> [WHAT NEEDS TO BE DONE]: Repeat every one of the records below word for word, leaving out the pictures.

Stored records
-- start --
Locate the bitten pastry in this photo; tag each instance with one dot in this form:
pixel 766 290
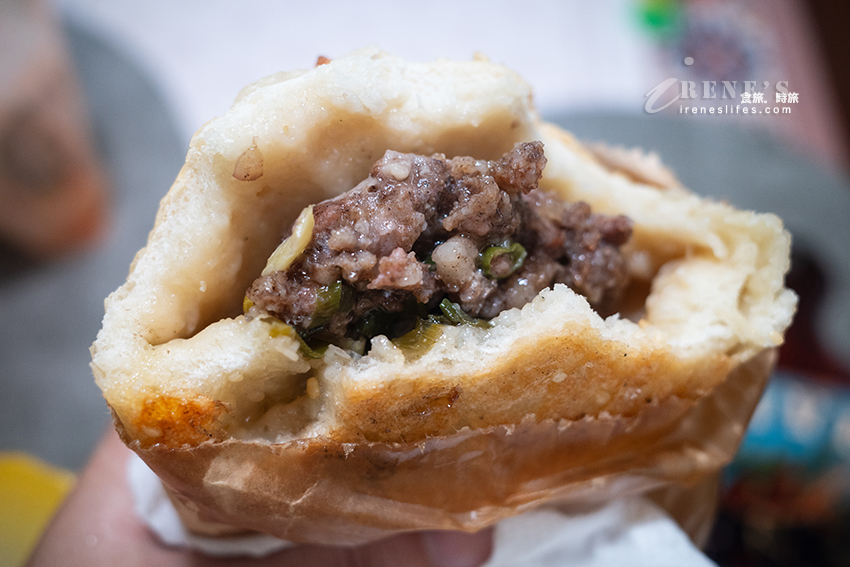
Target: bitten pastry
pixel 384 296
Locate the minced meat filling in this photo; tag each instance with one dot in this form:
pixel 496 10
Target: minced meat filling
pixel 422 229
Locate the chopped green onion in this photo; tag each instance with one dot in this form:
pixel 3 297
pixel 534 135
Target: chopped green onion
pixel 420 340
pixel 457 316
pixel 280 329
pixel 331 299
pixel 516 253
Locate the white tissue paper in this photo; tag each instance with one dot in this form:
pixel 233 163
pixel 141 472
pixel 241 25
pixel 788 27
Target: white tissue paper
pixel 632 531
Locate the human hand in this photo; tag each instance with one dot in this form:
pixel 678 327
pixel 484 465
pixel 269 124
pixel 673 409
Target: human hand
pixel 97 526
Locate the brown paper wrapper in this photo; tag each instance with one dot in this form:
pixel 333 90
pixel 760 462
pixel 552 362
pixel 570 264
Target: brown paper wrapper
pixel 322 491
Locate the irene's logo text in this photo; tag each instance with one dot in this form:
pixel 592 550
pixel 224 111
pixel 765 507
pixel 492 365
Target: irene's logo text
pixel 733 95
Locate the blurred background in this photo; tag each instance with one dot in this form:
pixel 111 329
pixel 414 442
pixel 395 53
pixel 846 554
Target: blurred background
pixel 748 101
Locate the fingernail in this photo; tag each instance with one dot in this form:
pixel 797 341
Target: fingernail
pixel 458 549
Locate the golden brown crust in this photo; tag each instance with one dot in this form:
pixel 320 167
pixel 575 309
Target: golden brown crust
pixel 564 376
pixel 324 491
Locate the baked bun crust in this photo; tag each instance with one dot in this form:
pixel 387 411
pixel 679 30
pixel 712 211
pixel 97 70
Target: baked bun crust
pixel 551 402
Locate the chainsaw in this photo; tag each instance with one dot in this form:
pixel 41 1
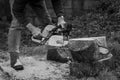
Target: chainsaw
pixel 57 32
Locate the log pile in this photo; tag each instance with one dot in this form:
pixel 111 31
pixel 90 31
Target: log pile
pixel 88 55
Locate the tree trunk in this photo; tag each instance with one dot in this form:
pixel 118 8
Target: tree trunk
pixel 87 54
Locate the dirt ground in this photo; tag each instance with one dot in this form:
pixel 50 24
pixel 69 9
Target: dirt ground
pixel 35 69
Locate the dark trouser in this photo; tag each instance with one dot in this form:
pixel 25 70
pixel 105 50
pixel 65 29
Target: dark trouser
pixel 14 35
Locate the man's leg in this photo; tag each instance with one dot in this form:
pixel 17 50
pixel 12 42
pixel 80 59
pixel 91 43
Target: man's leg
pixel 14 37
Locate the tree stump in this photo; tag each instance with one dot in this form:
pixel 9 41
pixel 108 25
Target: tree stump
pixel 87 54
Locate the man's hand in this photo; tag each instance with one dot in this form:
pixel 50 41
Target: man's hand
pixel 35 30
pixel 61 22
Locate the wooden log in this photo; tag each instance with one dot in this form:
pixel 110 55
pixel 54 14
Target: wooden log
pixel 87 54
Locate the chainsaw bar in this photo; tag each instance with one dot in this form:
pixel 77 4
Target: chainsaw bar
pixel 63 32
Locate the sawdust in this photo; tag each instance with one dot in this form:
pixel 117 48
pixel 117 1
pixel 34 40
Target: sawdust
pixel 36 69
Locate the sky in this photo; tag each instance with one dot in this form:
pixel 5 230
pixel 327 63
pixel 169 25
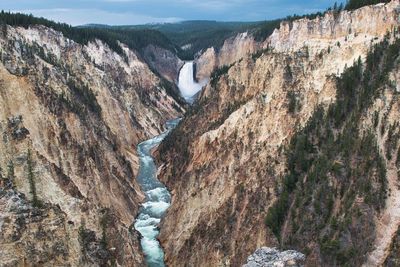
-- end --
> [THE RESPONSE]:
Locate the bitten pastry in this photo; tag each instance with one dot in this form:
pixel 766 290
Target: bitten pastry
pixel 384 296
Locate the minced meat filling in this photo; tag each instance with one dot in this form:
pixel 496 10
Target: minced meat filling
pixel 422 229
Locate the chopped green onion in this photo; tag each instance with one dot in this form:
pixel 3 297
pixel 534 135
Target: chopped green onion
pixel 420 340
pixel 457 316
pixel 280 329
pixel 331 299
pixel 516 253
Locate the white tissue paper in this photo; tag each instance with one dot in this form:
pixel 233 163
pixel 141 472
pixel 241 25
pixel 788 27
Target: white tissue paper
pixel 632 531
Locate the human hand in this photo; tag each instance with one dot in this form:
pixel 678 327
pixel 484 465
pixel 269 124
pixel 673 409
Target: human hand
pixel 97 526
Locate the brown paper wrapper in this photo; tag each instance with one dot in this form:
pixel 333 90
pixel 760 462
pixel 552 362
pixel 570 264
Target: brown paper wrapper
pixel 322 491
Locate the irene's logo text in this photo; tag each instance with one dot in this form:
pixel 592 550
pixel 224 111
pixel 765 507
pixel 492 365
Target: irene's logo text
pixel 733 95
Locate the blurred background in this photo; tag each instance with one dot in this form:
pixel 111 329
pixel 414 442
pixel 395 53
pixel 846 554
Target: blurred background
pixel 748 101
Locate the fingernail in this photo; tag each instance with one dot in this form:
pixel 797 341
Target: fingernail
pixel 458 549
Locate the golden brown crust in this photo; tag each instance with one dot in this form:
pixel 320 167
pixel 575 309
Target: golden brown crust
pixel 564 376
pixel 324 491
Locate the baked bun crust in this photo; tag each instance with one dot in this form:
pixel 387 411
pixel 679 30
pixel 712 211
pixel 97 70
Target: baked bun crust
pixel 551 402
Locate the chainsaw in this photo; tag each instance with one dot in this form:
pixel 41 1
Target: chainsaw
pixel 57 32
Locate the log pile in this photo; tag each instance with one dot in this form:
pixel 111 31
pixel 90 31
Target: log pile
pixel 88 55
Locate the tree trunk in this photo; tag each instance with one dot in this form:
pixel 118 8
Target: tree trunk
pixel 87 54
Locate the dirt ground in this photo; tag each instance with one dot in this form:
pixel 50 24
pixel 69 9
Target: dirt ground
pixel 35 69
Locate the dark trouser in this photo; tag each instance with one dot in this form:
pixel 25 70
pixel 105 50
pixel 65 29
Target: dark trouser
pixel 14 35
Locate the man's leg in this photo; tag each instance with one dot in this form:
pixel 17 50
pixel 12 42
pixel 80 59
pixel 91 43
Target: man's leg
pixel 14 37
Locate the tree stump in this photo; tag each instance with one dot in this form:
pixel 9 41
pixel 108 25
Target: tree stump
pixel 87 54
Locate the man's hand in this photo; tag each instance with one dot in this form:
pixel 50 41
Target: man's hand
pixel 35 30
pixel 61 22
Locate the wooden log in this photo; tag each instance with one dot in this form:
pixel 110 55
pixel 54 14
Target: wooden log
pixel 87 54
Locate the chainsaw bar in this photo; tag each instance with one dot in this form:
pixel 77 4
Target: chainsaw bar
pixel 63 32
Locate the sawdust in this photo; tag each instance with one dot in this form:
pixel 117 48
pixel 117 1
pixel 34 40
Target: sawdust
pixel 36 69
Locate the sky in this photo; tag each instance with one dot in this form:
pixel 5 230
pixel 327 63
pixel 169 25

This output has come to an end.